* ZADANIE DO WYKONANIA
Przepisz w całości wszystko od wiersza zawierającego „indicate the apartment” aż do końca zapisów włącznie, przesuwając przy tym każdą współrzędną punktów w odpowiedziach o 141.

··· MATERIAŁY DO ĆWICZENIA ···

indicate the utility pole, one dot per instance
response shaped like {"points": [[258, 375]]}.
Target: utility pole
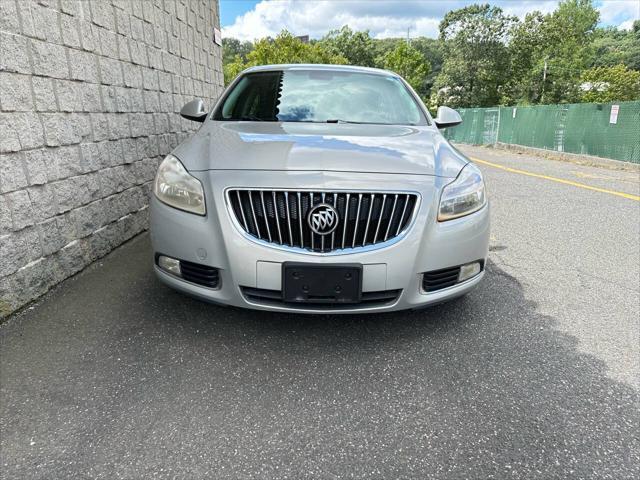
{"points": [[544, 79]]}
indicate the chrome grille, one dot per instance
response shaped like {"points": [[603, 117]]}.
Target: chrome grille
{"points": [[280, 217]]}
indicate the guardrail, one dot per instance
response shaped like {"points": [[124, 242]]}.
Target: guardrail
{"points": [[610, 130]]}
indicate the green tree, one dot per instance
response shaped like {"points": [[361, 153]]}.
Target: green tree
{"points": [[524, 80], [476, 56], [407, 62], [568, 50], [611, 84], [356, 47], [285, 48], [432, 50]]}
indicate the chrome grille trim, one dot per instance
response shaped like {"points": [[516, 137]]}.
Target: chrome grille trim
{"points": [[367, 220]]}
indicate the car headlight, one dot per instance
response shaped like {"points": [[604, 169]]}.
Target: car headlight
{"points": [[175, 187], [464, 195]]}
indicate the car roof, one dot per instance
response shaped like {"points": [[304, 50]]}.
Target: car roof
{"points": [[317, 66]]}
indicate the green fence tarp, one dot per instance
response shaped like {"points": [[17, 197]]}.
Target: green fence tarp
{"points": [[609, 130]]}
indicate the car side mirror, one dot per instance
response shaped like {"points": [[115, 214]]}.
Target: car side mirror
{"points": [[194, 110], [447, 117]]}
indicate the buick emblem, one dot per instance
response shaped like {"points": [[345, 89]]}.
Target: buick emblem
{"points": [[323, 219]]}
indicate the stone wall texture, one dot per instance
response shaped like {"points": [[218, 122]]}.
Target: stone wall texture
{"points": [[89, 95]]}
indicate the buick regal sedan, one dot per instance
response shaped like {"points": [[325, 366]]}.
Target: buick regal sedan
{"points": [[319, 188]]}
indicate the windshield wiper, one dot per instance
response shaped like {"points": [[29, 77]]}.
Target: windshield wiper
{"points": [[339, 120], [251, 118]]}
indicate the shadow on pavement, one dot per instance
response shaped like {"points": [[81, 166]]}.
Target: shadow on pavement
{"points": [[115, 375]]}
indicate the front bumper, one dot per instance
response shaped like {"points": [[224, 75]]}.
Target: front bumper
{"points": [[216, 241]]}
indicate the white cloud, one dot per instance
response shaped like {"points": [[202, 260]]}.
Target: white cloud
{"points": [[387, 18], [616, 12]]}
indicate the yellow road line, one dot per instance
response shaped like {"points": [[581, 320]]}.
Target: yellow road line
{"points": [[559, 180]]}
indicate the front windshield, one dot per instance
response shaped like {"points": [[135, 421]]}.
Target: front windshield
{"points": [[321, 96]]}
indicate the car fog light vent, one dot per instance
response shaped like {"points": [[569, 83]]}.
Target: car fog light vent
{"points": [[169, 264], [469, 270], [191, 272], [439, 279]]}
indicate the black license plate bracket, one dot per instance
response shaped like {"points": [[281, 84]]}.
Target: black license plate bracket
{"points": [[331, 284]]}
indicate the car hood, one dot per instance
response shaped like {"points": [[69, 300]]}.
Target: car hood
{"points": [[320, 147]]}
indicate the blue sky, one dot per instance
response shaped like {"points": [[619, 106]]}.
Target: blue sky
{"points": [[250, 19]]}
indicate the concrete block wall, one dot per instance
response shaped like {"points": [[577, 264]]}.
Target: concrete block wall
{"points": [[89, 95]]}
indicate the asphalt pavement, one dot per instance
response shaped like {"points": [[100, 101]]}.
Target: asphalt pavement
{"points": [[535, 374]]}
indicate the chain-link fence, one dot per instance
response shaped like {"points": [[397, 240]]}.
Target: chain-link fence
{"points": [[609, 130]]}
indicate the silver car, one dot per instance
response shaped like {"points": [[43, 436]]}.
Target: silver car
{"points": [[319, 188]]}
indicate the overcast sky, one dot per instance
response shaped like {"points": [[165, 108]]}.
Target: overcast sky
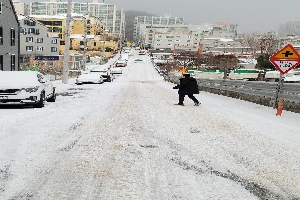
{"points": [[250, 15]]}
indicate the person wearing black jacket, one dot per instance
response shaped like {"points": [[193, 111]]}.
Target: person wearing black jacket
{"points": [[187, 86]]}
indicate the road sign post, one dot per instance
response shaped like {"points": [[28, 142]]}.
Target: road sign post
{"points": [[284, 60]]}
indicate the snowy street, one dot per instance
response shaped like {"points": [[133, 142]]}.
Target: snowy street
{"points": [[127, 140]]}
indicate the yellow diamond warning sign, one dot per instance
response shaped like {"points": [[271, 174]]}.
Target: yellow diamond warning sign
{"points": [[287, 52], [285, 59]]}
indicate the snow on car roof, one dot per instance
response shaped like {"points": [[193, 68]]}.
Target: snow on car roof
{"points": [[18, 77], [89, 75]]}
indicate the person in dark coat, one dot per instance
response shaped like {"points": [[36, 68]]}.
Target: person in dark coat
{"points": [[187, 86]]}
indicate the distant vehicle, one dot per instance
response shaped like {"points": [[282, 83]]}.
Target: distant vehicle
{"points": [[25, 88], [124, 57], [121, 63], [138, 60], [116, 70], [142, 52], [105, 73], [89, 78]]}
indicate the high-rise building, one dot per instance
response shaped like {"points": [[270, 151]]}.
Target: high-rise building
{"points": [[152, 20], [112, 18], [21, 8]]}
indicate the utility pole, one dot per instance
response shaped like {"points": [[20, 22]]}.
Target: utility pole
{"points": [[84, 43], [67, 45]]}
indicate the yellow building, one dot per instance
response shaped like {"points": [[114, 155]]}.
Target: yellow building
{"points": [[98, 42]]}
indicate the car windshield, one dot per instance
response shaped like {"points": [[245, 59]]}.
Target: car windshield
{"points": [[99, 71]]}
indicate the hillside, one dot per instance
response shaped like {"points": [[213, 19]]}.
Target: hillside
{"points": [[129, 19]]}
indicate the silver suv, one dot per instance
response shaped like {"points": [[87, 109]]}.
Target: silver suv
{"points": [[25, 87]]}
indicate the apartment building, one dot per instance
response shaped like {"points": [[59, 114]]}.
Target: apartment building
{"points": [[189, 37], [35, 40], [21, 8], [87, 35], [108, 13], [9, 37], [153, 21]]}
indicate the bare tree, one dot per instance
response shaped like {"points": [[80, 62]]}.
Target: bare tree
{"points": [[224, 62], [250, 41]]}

···

* ODPOWIEDŹ
indicate the apartment building, one dot per instance
response shaped like {"points": [[59, 114]]}.
Target: apartment building
{"points": [[330, 178], [176, 181], [162, 149], [228, 176], [249, 154], [150, 178], [294, 162]]}
indicate the bare tree, one dot per instance
response shaped like {"points": [[80, 62]]}.
Target: bare tree
{"points": [[365, 203], [391, 182]]}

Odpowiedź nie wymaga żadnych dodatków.